*** Source extract ***
There is no question that American farms are in crisis. Once the backbone of our economy, farms have been struggling for years as they navigate trade wars, climate change, plummeting commodity prices due to globalization, and corporate farming that benefits from advanced technology and efficiency.
From July of 2018 to June of 2019, farm bankruptcies increased 12% in the Midwest and 50% percent in the Northwest. In the past decade alone, more than 100,000 farms have been lost, and farm debt, which exceeds $416 billion, has hit record highs with more than half of farmers reporting that they’ve lost money every year since 2013.
Although global food production has increased 30% over the last decade, globalization has hurt family farmers who don’t reap the benefits when food prices fall yet their overhead remains the same, says John Newton, the chief economist of the American Farm Bureau. In fact, many small American farmers must often sell their crops for less than it costs to produce them.
A new study from the UK, however, shows that there may be hope for family farmers. A research study at the University of Sheffield has found that UK sheep farmers would no longer need government subsidies if they were allowed to use their land to grow trees for profit.
Professor of Plant Biology at the University of Sheffield and lead author of the study Professor Colin Osborne said, “Sheep farming in the UK is not profitable without subsidies, but forests that sell carbon credits can be economically viable – so it makes sense for the government to help farmers transition.”
Experts at the University’s Grantham Centre for Sustainable Futures estimated that most sheep farms with at least 60 acres of land would make a profit if they allowed it to naturally regenerate into forest area. The land use shift would also reduce greenhouse gas emissions from agriculture, support wildlife and help to prevent flooding, the study found.
*** End of Source extract ***
*** Supplied records ***
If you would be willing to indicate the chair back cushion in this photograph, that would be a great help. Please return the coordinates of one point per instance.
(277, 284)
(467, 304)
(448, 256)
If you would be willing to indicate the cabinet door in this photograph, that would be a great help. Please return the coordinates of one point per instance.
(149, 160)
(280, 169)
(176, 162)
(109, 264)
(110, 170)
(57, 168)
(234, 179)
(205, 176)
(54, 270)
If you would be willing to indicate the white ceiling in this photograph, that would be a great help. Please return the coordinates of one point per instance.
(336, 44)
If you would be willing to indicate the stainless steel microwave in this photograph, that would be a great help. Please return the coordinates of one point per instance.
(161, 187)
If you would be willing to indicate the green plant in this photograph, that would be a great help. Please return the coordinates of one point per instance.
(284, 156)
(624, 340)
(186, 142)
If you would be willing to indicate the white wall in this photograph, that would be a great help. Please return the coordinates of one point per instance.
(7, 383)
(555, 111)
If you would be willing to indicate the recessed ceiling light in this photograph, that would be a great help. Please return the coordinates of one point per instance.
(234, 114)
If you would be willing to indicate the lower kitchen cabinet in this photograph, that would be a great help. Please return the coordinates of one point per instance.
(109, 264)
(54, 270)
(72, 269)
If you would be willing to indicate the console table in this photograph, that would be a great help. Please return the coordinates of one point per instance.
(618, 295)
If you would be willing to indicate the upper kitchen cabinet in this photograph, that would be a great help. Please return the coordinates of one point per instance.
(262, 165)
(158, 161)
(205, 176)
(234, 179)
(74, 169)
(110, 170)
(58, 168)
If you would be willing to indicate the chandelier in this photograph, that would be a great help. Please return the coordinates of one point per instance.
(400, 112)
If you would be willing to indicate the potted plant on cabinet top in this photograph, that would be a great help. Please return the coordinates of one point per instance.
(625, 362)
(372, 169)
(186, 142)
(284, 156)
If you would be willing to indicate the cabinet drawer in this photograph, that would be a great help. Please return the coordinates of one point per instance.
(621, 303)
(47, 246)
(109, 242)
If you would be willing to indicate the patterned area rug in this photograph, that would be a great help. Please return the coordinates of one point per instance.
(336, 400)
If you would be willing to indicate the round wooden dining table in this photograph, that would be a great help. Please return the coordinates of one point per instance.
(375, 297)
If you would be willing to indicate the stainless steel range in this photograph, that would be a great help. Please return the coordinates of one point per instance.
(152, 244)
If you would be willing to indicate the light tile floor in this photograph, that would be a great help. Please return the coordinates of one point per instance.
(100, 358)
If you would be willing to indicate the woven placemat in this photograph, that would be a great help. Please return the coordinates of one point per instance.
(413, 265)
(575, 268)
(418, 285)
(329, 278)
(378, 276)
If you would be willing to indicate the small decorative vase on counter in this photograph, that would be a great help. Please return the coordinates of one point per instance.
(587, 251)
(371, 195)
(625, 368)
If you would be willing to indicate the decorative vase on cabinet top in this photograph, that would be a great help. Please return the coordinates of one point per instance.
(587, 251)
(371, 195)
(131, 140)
*** End of Supplied records ***
## Actions to take
• A. In the article on struggling farms, what position does John Newton hold?
• B. Rewrite the paragraph of the article on struggling farms that begins "Experts at the University's Grantham Centre" as a short bulleted list.
The records have nothing to do with the article on struggling farms.

## Responses to the exercise
• A. He is the chief economist of the American Farm Bureau.

• B.
- Experts at the University of Sheffield's Grantham Centre for Sustainable Futures estimated that most sheep farms of at least 60 acres would turn a profit if their land naturally regenerated into forest.
- According to the study, this change in land use would also:
  - cut greenhouse gas emissions from agriculture
  - support wildlife
  - help prevent flooding